Records in a dataset:

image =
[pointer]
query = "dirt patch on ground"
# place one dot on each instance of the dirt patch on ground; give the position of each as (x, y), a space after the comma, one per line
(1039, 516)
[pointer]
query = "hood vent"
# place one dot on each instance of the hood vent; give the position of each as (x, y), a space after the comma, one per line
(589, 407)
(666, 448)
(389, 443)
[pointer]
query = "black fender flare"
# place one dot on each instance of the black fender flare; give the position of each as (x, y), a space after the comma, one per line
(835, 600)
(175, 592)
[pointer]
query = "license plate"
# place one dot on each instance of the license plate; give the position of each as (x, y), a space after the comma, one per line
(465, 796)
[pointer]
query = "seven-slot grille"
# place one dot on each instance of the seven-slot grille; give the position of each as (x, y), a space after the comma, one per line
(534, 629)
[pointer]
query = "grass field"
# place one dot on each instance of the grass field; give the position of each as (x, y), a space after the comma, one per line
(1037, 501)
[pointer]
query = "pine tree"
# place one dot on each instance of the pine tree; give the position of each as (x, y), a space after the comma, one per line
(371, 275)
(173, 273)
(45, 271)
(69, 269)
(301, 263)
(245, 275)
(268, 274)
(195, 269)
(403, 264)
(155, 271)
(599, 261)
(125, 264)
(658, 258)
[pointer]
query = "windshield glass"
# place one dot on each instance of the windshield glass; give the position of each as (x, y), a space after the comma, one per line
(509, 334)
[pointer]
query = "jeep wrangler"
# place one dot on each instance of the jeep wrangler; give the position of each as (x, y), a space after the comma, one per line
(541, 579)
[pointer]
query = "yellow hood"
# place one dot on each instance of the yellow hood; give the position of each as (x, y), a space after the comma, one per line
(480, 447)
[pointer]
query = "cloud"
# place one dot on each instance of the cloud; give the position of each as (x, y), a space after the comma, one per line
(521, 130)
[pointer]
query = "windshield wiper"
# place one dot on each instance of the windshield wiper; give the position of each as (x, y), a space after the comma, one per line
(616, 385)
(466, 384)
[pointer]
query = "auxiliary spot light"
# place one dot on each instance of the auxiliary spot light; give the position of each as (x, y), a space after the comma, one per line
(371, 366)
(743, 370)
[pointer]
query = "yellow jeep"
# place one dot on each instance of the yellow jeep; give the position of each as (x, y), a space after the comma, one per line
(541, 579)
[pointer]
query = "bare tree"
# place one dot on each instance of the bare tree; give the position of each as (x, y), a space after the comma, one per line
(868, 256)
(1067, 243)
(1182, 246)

* **Required task**
Recast the material from its beginning through the line containing "(1039, 516)" as a two-column CSV with headers input and output, one row per text and its answer. Quote each field and replace line breaks with spaces.

* **Complete answer**
input,output
"image = [pointer] query = ""dirt patch on ground"" # place one dot on each instance of the dirt patch on ground; give the position of each as (x, y), a space after the comma, one per line","(1039, 516)"